**WHAT YOU SHOULD DO**
Print out the data that follows exactly, character for character, apart from the pictures.

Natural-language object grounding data
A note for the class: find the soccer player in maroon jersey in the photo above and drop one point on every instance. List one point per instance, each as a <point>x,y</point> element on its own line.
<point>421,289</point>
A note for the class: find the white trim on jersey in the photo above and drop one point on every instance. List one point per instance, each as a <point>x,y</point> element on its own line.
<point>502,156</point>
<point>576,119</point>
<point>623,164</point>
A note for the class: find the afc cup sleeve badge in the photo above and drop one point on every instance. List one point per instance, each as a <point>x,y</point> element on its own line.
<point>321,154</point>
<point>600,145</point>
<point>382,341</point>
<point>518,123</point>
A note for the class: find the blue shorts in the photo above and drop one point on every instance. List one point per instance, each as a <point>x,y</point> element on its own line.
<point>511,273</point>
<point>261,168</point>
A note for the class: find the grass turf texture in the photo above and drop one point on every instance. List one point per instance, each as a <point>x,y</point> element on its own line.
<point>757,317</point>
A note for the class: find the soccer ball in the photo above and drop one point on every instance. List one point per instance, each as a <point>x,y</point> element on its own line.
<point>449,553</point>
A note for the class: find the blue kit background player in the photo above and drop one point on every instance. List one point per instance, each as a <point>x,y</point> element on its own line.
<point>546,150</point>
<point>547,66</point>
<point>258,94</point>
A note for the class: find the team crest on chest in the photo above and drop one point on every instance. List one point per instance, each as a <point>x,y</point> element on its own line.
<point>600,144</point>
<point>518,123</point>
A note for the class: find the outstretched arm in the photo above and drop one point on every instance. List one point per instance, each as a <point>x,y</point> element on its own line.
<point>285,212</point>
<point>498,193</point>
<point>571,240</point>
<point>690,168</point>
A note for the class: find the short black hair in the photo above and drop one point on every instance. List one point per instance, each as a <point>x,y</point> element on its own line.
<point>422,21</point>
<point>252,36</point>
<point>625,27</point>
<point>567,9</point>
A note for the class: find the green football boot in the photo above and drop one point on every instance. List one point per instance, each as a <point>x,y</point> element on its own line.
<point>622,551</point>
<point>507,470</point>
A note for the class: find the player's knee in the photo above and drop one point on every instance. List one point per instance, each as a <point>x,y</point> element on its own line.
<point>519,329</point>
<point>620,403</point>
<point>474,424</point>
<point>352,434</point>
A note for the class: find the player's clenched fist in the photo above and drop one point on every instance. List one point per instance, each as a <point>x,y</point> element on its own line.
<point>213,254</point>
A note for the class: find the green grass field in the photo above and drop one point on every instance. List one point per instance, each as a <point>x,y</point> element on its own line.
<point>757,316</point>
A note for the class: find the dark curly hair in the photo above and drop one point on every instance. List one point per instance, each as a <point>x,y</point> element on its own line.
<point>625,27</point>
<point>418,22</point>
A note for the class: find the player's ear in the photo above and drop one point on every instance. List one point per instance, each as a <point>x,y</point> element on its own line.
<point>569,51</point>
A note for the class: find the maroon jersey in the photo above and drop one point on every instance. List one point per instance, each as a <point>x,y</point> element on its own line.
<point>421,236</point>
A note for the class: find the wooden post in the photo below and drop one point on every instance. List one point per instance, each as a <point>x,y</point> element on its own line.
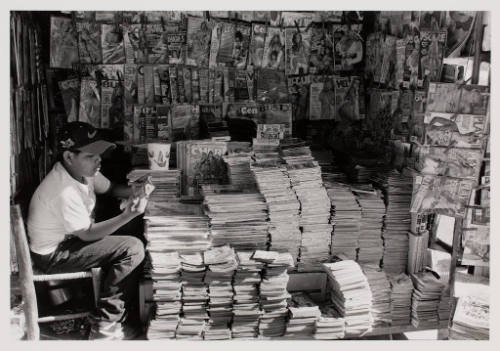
<point>25,274</point>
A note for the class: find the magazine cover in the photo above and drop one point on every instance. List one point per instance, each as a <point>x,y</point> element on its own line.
<point>113,50</point>
<point>63,43</point>
<point>199,32</point>
<point>70,93</point>
<point>134,39</point>
<point>274,49</point>
<point>321,51</point>
<point>257,42</point>
<point>441,195</point>
<point>89,42</point>
<point>297,46</point>
<point>90,103</point>
<point>454,98</point>
<point>271,86</point>
<point>455,130</point>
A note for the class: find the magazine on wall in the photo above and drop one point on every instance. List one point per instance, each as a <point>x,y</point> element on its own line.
<point>455,130</point>
<point>257,42</point>
<point>297,46</point>
<point>63,43</point>
<point>274,49</point>
<point>113,50</point>
<point>441,195</point>
<point>321,54</point>
<point>89,42</point>
<point>199,32</point>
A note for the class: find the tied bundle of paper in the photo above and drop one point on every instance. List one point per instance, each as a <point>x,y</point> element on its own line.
<point>471,320</point>
<point>273,292</point>
<point>425,300</point>
<point>194,290</point>
<point>238,162</point>
<point>222,263</point>
<point>397,188</point>
<point>166,294</point>
<point>303,313</point>
<point>351,295</point>
<point>418,251</point>
<point>166,229</point>
<point>371,246</point>
<point>246,310</point>
<point>346,218</point>
<point>237,219</point>
<point>283,207</point>
<point>330,325</point>
<point>401,294</point>
<point>381,295</point>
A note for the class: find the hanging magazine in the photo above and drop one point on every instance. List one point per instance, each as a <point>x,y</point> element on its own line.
<point>297,47</point>
<point>199,32</point>
<point>89,42</point>
<point>452,130</point>
<point>63,43</point>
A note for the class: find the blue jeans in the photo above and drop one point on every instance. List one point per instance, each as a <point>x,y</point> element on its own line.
<point>118,256</point>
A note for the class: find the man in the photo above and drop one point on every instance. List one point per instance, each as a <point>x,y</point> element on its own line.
<point>65,238</point>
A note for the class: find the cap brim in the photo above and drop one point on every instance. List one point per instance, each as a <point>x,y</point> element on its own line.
<point>97,147</point>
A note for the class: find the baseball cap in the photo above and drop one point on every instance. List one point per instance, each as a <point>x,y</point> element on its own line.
<point>84,137</point>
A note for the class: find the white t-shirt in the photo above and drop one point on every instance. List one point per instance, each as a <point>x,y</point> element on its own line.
<point>61,205</point>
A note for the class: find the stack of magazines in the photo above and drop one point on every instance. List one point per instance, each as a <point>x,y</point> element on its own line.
<point>330,325</point>
<point>351,295</point>
<point>273,292</point>
<point>346,218</point>
<point>381,295</point>
<point>303,314</point>
<point>425,300</point>
<point>370,238</point>
<point>246,311</point>
<point>401,293</point>
<point>283,207</point>
<point>237,219</point>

**EXERCISE RESPONSE**
A note for the class: find the soccer player in maroon jersey in the photo above and drop one point on every instance. List one point per instance, each as a <point>x,y</point> element on its own line.
<point>421,289</point>
A note for the class: find the white trim on jersey in the photo above and drop one point on every instance. List one point per instance, each as a <point>x,y</point> element on its own line.
<point>502,156</point>
<point>576,119</point>
<point>623,164</point>
A note for the class: find the afc cup sleeve badge in the photo above and drop one point on every instance. List one point per instance, each as a <point>x,y</point> element on its own line.
<point>321,154</point>
<point>600,145</point>
<point>382,341</point>
<point>518,123</point>
A note for the class: find the blue shorts in the photo above and drop one point on every instance. List one point per instance, each as a <point>x,y</point> element on its own line.
<point>511,273</point>
<point>261,168</point>
A note for the class: find the grass turf texture in the photo above and drop one point on every instance. List one point per instance, each as a <point>x,y</point> element on its own line.
<point>757,317</point>
A note for the class: find the soccer ball in the photo above and drop one point on every instance. List one point per instance, each as a <point>x,y</point> element on its own line.
<point>449,553</point>
A note for the class: find the blue kit background player in the photo above and drop one point on every instance. List one point per instance, each as a <point>x,y</point> element on its own line.
<point>546,150</point>
<point>547,66</point>
<point>258,94</point>
A note for the class: find the team crest on chest in the photo above and drop one point on every instance. List one point per instance, each as a <point>x,y</point> element on its own line.
<point>600,144</point>
<point>518,123</point>
A note for the class: find the outstretched arm in the photo above and drop one point on every instance. List one point per instance, each as a <point>x,y</point> element on its own line.
<point>285,212</point>
<point>498,193</point>
<point>571,240</point>
<point>690,168</point>
A note for the class: find the short black hair in the photo above and drop one point on every instance. List one point per instance, each as a <point>x,y</point> element on its own line.
<point>422,21</point>
<point>252,36</point>
<point>625,27</point>
<point>567,9</point>
A note for the class: find the green football boot in the photo above and drop one point on every instance. List one point per instance, each as a <point>x,y</point> element on its own line.
<point>622,551</point>
<point>507,470</point>
A note for the class: find the player's knee in the photo above and drop one point on every instance. List one point per instance, each as a <point>x,y</point> element on its own line.
<point>519,329</point>
<point>620,403</point>
<point>474,424</point>
<point>352,434</point>
A note for the class: find the player's clenched fist in the photo above and drop one point on every instance. List one point per instance, each as a <point>x,y</point> element on its own line.
<point>213,254</point>
A note for the class: find the green grass field in the photo above and drop one point on every instance. List one point per instance, each as a <point>x,y</point> element on its own line.
<point>757,316</point>
A note for the class: find the dark curly hair in the photo above and drop one point on every instance. List one point per instance, each as a <point>x,y</point> element on its own line.
<point>625,27</point>
<point>418,22</point>
A note for the class: find the player's ear in the photo above and drop one point on every instance. List one point per instance, each as a <point>x,y</point> element on its own line.
<point>569,51</point>
A note for the class: find the maroon jersey in the photo above and drop one point on every instance. List one point per instance, each as a <point>x,y</point> element on its own line.
<point>421,236</point>
A note for the class: find the wooden post in the photo below and drop one point on every instance. List one point per instance, each as a <point>x,y</point> element on its own line.
<point>25,274</point>
A note for the class: find the magazine cover in the photo above and drop one point on every instance. List one point per instance, each as a <point>x,y</point> element on its own line.
<point>113,50</point>
<point>63,43</point>
<point>199,32</point>
<point>70,93</point>
<point>134,39</point>
<point>274,49</point>
<point>321,51</point>
<point>257,42</point>
<point>441,195</point>
<point>89,42</point>
<point>297,46</point>
<point>90,103</point>
<point>454,98</point>
<point>271,86</point>
<point>455,130</point>
A note for the class: find the magazine on wall in the photo above and drop one point on every instance. List one point per instance, each as a <point>x,y</point> element on its own line.
<point>455,130</point>
<point>257,42</point>
<point>297,46</point>
<point>63,43</point>
<point>274,49</point>
<point>113,50</point>
<point>441,195</point>
<point>321,54</point>
<point>89,42</point>
<point>199,32</point>
A note for the class: find the tied bundle of paper in the photo above and drop one point on every instance. List one point per instance, each as a <point>x,y</point> element on its own line.
<point>471,320</point>
<point>273,292</point>
<point>425,300</point>
<point>194,290</point>
<point>238,162</point>
<point>222,263</point>
<point>397,188</point>
<point>166,294</point>
<point>303,313</point>
<point>351,295</point>
<point>418,251</point>
<point>166,229</point>
<point>371,246</point>
<point>246,310</point>
<point>346,218</point>
<point>237,219</point>
<point>283,207</point>
<point>330,325</point>
<point>401,294</point>
<point>381,295</point>
A note for the class: find the hanging magazine in the photo above and drop one point on every instance. List one point per instance, each as a <point>x,y</point> element on its own line.
<point>297,47</point>
<point>199,32</point>
<point>89,42</point>
<point>452,130</point>
<point>63,43</point>
A note for the class: find the blue jeans in the photo above and drop one point on every instance. List one point per instance, each as a <point>x,y</point> element on its own line.
<point>118,256</point>
A note for the class: find the man in the photo above and drop one point on every instance. List one point per instance, each as a <point>x,y</point> element on its own line.
<point>65,238</point>
A note for the class: find the cap brim in the photo above and drop one point on every instance. List one point per instance, each as a <point>x,y</point> element on its own line.
<point>97,147</point>
A note for the class: find the baseball cap in the photo above and drop one point on every instance. List one point per instance, each as a <point>x,y</point> element on its own line.
<point>84,137</point>
A note for the class: find the white t-shirt in the photo above and drop one point on every instance. List one point per instance, each as a <point>x,y</point> element on its own line.
<point>61,205</point>
A note for the class: find the stack of magazines in the photo above and drop one point on every instance. List one point per instance, each as a <point>x,y</point> element on its own line.
<point>330,325</point>
<point>351,295</point>
<point>273,292</point>
<point>346,218</point>
<point>381,295</point>
<point>303,314</point>
<point>425,300</point>
<point>370,238</point>
<point>246,311</point>
<point>401,293</point>
<point>283,207</point>
<point>237,219</point>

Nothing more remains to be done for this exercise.